## Task
Copy out everything in the book review below from "April 3, 2017" down to "Available at amazon.com.".

## Text
------------------------------------

April 3, 2017 Featured Today No Comments

By DEXTER DUGGAN

The American Miracle: Divine Providence in the Rise of the Republic, by Michael Medved, Crown Forum, crownforum.com, New York, ISBN 9780553447262, 416 pages hardback, $29.00, 2016. Available at amazon.com.

In 1815, the Ursuline nuns feared the powerful British would overwhelm the American troops and destroy the Ursulines’ city at the Battle of New Orleans.
During a night of tears and prayer to Our Lady of Prompt Succor, the nuns’ prioress made a public vow to have a solemn Mass of thanksgiving every year henceforth should Gen. Andrew Jackson’s soldiers somehow manage to overcome the hopeless-seeming odds against the renowned royal fighters.
Win the Americans did, killing, among others, the famed 36-year-old Gen. Edward Pakenham, who had brought a secret royal commission from England with him, making him an earl and governor of Louisiana when he achieved the anticipated triumph.

------------------------------------

## Given material

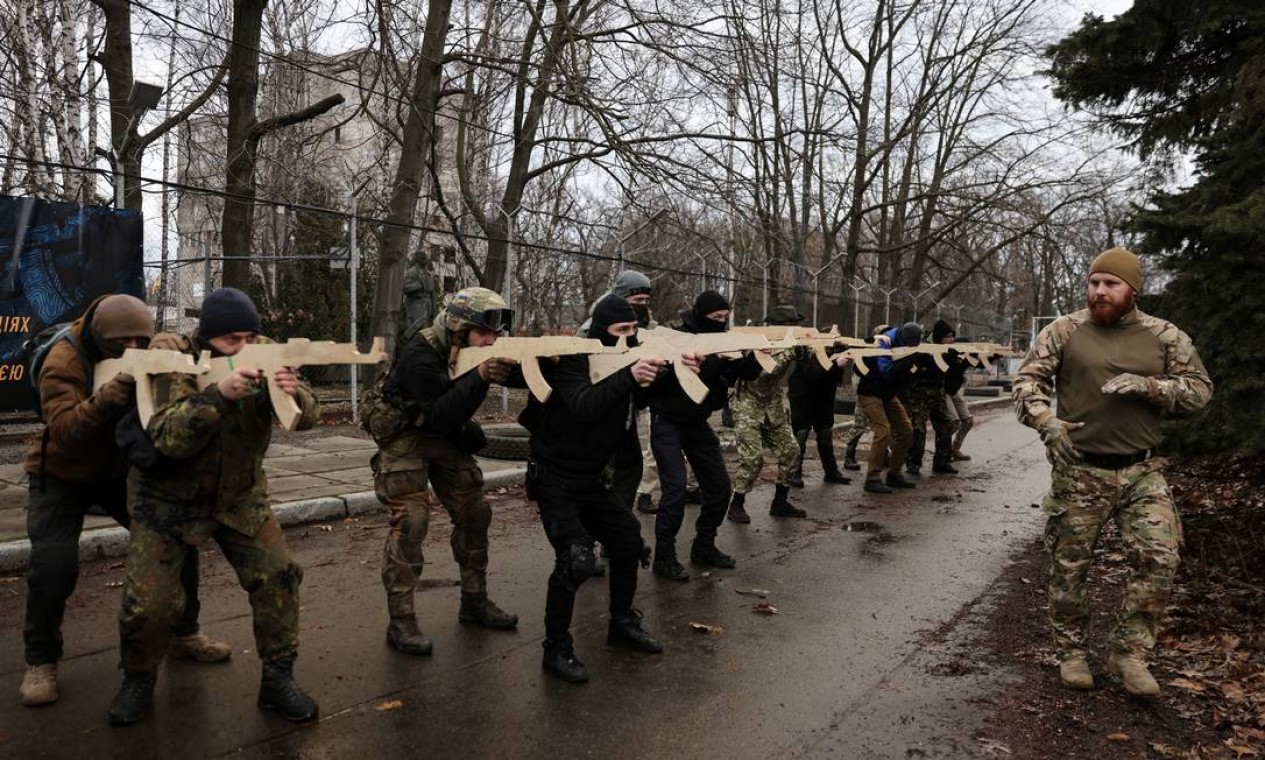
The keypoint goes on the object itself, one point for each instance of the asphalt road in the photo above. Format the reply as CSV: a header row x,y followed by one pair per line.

------------------------------------

## Finished exercise
April 3, 2017 Featured Today No Comments

By DEXTER DUGGAN

The American Miracle: Divine Providence in the Rise of the Republic, by Michael Medved, Crown Forum, crownforum.com, New York, ISBN 9780553447262, 416 pages hardback, $29.00, 2016. Available at amazon.com.